[Records excerpted from a collection]
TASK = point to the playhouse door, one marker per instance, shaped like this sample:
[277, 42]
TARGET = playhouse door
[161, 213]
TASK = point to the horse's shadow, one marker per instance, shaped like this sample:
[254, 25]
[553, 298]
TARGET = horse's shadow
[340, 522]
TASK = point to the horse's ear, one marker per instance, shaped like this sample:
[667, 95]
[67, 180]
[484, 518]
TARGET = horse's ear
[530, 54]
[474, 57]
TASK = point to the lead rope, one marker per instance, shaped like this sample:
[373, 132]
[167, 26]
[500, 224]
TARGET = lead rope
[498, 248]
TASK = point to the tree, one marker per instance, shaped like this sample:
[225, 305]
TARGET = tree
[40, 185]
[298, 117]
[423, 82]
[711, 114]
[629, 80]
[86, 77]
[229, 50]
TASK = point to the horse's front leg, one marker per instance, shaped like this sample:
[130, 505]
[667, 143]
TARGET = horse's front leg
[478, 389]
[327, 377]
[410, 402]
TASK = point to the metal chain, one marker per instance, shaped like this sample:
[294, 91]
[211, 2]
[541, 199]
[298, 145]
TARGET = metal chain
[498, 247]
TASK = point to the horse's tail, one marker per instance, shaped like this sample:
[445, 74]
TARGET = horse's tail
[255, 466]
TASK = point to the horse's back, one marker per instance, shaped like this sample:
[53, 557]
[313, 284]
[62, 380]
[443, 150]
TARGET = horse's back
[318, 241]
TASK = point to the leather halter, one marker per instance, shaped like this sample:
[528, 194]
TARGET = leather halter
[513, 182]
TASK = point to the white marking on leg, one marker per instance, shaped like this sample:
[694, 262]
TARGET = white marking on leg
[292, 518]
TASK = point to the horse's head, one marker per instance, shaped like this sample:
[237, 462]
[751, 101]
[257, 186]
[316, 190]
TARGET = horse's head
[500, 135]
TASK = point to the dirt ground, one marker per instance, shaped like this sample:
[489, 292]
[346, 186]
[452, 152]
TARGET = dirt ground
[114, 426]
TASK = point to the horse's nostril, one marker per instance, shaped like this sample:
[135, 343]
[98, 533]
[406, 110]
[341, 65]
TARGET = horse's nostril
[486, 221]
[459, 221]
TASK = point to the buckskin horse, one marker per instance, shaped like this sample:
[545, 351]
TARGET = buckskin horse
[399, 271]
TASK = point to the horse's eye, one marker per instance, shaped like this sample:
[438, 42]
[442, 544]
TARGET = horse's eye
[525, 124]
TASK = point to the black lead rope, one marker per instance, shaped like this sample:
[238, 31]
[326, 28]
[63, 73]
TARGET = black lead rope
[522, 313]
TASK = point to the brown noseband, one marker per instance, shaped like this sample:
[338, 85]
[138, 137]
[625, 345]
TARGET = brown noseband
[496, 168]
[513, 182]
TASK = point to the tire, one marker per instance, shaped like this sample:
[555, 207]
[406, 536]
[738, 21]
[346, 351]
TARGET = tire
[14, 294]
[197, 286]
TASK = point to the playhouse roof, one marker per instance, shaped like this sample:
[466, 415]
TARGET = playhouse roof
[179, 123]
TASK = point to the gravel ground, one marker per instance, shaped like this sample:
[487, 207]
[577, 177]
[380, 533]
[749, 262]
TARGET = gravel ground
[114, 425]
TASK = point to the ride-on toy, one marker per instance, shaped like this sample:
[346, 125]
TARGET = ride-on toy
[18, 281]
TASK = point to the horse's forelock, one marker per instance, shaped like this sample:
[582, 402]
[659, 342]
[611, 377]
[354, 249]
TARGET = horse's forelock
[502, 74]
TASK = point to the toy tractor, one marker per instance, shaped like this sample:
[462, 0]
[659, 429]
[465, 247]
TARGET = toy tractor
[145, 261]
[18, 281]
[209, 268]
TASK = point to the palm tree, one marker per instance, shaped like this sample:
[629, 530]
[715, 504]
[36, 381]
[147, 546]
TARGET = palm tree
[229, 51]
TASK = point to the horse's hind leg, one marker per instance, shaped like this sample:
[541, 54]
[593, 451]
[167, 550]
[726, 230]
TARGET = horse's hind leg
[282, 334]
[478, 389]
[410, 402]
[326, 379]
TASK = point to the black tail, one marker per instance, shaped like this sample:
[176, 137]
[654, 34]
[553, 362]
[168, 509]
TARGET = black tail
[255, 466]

**Exercise aim:** Return each entry from above without altering a single character.

**Result for this exercise:**
TASK = point to the playhouse door, one marker per instance, shaped like this sample:
[277, 42]
TARGET = playhouse door
[161, 213]
TASK = point to the horse's shadow, one marker per instance, shaped like this sample:
[254, 25]
[553, 298]
TARGET = horse's shadow
[340, 522]
TASK = point to the horse's ear, one marker per instance, shaped like this sample:
[667, 95]
[67, 180]
[484, 518]
TARGET = horse's ear
[530, 54]
[474, 57]
TASK = point to the lead rope, one marker per instance, shaped like this sample:
[373, 132]
[167, 26]
[500, 224]
TARGET = lead rope
[498, 248]
TASK = point to the tree, one marker per instance, shaped like this sample:
[225, 305]
TARGET = tree
[40, 185]
[298, 117]
[423, 82]
[711, 114]
[629, 80]
[86, 77]
[229, 50]
TASK = point to the horse's front leg, one marker per instance, shaped like this sample:
[130, 505]
[667, 143]
TARGET = horse's front leg
[478, 389]
[327, 377]
[410, 402]
TASK = point to the metal chain, one marker per instance, shaped like this sample:
[294, 91]
[211, 2]
[541, 199]
[298, 145]
TARGET = metal chain
[498, 247]
TASK = point to the horse's tail, one marker per instance, shaped like this sample:
[445, 74]
TARGET = horse's tail
[255, 466]
TASK = point to the horse's back, one marker per instance, shaped like this sample:
[53, 557]
[313, 284]
[62, 380]
[443, 150]
TARGET = horse's back
[318, 241]
TASK = point to the leather halter, one marker per instance, shaped like this sample:
[528, 194]
TARGET = leather halter
[513, 182]
TASK = point to the white marking on leg, one marker per instance, shaped like this sample:
[694, 262]
TARGET = white marking on leg
[292, 518]
TASK = point to the horse's head, one marker per instance, shaped like this sample:
[237, 462]
[751, 101]
[257, 186]
[316, 190]
TARGET = horse's head
[500, 135]
TASK = point to the dirt ground, one marker per instance, shaped like this sample:
[489, 292]
[346, 186]
[452, 152]
TARGET = dirt ground
[114, 426]
TASK = point to the horse's nostril, one marker per instance, shaped like this sample:
[135, 343]
[98, 533]
[406, 110]
[341, 65]
TARGET = horse's nostril
[486, 221]
[459, 221]
TASK = point to the buckskin horse, one marker per instance, shaped like this sample:
[545, 351]
TARGET = buckskin horse
[399, 271]
TASK = point to the horse's eye, one marker per instance, shaped like this sample:
[438, 42]
[442, 544]
TARGET = horse's eye
[525, 124]
TASK = point to the black lead rope, one marker per instance, shaped like this sample:
[238, 31]
[326, 28]
[63, 73]
TARGET = black lead rope
[522, 313]
TASK = point to the brown noseband, one marker per instance, shaped like this sample:
[338, 85]
[138, 137]
[625, 345]
TARGET = brown noseband
[496, 168]
[513, 182]
TASK = point to the tire, one marker per instance, shaped like this sample:
[555, 207]
[406, 536]
[738, 21]
[346, 351]
TARGET = tire
[14, 294]
[197, 286]
TASK = point to the playhouse roof, one marker per instance, shaped like this sample:
[466, 415]
TARGET = playhouse roof
[179, 123]
TASK = point to the gravel ground, one marker per instance, shaped like this sample:
[487, 207]
[577, 177]
[380, 533]
[749, 262]
TARGET = gravel ground
[114, 425]
TASK = point to the ride-on toy, one marker per instance, shaped like this sample:
[346, 125]
TARGET = ride-on toy
[18, 281]
TASK = point to the horse's forelock, one marker per instance, shaped like this sample:
[582, 402]
[659, 342]
[611, 377]
[354, 249]
TARGET = horse's forelock
[502, 74]
TASK = point to the toy tractor, one marker per instance, shaped like this sample:
[462, 0]
[659, 429]
[465, 247]
TARGET = toy tractor
[145, 261]
[18, 281]
[209, 268]
TASK = point to the palm tree, one marker per instance, shaped like this sample:
[629, 530]
[715, 504]
[36, 381]
[147, 546]
TARGET = palm tree
[229, 51]
TASK = point to the horse's hind leg, one marker per instance, shaped like this sample:
[541, 54]
[593, 451]
[167, 550]
[726, 230]
TARGET = horse's hind leg
[282, 334]
[478, 389]
[410, 402]
[326, 379]
TASK = point to the black tail, one marker per instance, shaped like this sample:
[176, 137]
[654, 34]
[553, 362]
[168, 509]
TARGET = black tail
[255, 466]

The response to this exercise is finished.